* Do this *
Restate the entries word for word, omitting nothing.

* Data provided *
:::

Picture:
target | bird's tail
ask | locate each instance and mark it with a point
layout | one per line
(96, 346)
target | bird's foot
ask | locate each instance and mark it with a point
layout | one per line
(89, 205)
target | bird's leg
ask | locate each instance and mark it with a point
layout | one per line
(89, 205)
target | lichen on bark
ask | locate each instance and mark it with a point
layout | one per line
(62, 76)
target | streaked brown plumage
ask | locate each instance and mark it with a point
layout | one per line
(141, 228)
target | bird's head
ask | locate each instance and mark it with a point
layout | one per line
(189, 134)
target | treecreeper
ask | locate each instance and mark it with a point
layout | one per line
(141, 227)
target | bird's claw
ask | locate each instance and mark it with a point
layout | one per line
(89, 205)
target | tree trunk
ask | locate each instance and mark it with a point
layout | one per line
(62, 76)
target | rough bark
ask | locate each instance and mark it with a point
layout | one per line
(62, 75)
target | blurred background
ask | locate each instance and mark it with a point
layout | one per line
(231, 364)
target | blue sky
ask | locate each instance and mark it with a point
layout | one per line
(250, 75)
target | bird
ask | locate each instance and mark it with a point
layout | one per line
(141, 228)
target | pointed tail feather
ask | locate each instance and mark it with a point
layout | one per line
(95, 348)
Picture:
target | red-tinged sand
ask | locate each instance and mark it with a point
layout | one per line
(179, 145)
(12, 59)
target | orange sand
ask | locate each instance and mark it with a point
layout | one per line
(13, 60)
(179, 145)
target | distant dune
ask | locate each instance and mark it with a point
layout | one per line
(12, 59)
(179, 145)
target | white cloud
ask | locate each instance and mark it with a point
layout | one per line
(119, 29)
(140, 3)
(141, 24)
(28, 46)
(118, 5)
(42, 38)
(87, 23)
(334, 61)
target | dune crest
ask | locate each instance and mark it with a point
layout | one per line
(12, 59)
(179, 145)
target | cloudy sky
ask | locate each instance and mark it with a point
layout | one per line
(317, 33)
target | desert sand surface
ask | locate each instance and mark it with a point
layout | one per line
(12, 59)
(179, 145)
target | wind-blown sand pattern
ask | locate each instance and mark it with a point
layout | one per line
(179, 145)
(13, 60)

:::

* Completed task *
Picture:
target | bird's tail
ask | locate each instance and mark it with a point
layout | one per line
(96, 346)
target | bird's foot
ask | locate each instance and mark it with a point
layout | one per line
(89, 205)
target | bird's leg
ask | locate each instance and mark it with a point
layout | one per line
(89, 205)
target | lichen on bark
ask | locate each instance and mark it with a point
layout | one per line
(62, 76)
target | streaked brown plumage
ask | locate each instance and mark it with a point
layout | one per line
(141, 228)
target | bird's head
ask | locate each instance and mark it with a point
layout | one per line
(189, 134)
target | treecreeper
ask | locate each instance and mark it with a point
layout | one per line
(141, 227)
target | bird's claw
ask | locate each instance and mark it with a point
layout | one per line
(89, 205)
target | tree trunk
ask | locate each instance and mark it with a point
layout | one per line
(62, 76)
target | rough bark
ask | locate each instance and mark it with a point
layout | one per line
(62, 75)
target | blurred background
ask | locate each instance and mark it with a point
layout | one per line
(231, 364)
target | blue sky
ask | locate each instance and mark it with a point
layout | one per line
(250, 75)
target | bird
ask | locate each instance and mark it with a point
layout | one per line
(141, 228)
target | pointed tail feather
ask | locate each instance and mark it with a point
layout | one per line
(95, 348)
Picture:
target | red-tinged sand
ask | locate each instance and mark it with a point
layout | one per line
(179, 145)
(12, 59)
target | orange sand
ask | locate each instance and mark it with a point
layout | one per line
(13, 60)
(179, 145)
target | distant dune
ask | locate each instance and mark it with a point
layout | one per line
(12, 59)
(179, 145)
target | white cloud
ask | locate each instance and mark it with a point
layout | one per line
(119, 29)
(140, 3)
(141, 24)
(28, 46)
(118, 5)
(42, 38)
(87, 23)
(334, 61)
target | dune crest
ask | locate each instance and mark it with a point
layout | one per line
(12, 59)
(179, 145)
target | cloudy sky
ask | locate each instance and mark it with a point
layout | one per line
(317, 33)
target | desert sand surface
ask | locate each instance and mark it with a point
layout | one per line
(12, 59)
(179, 145)
target | wind-blown sand pattern
ask | locate each instance and mark it with a point
layout | one per line
(179, 145)
(13, 60)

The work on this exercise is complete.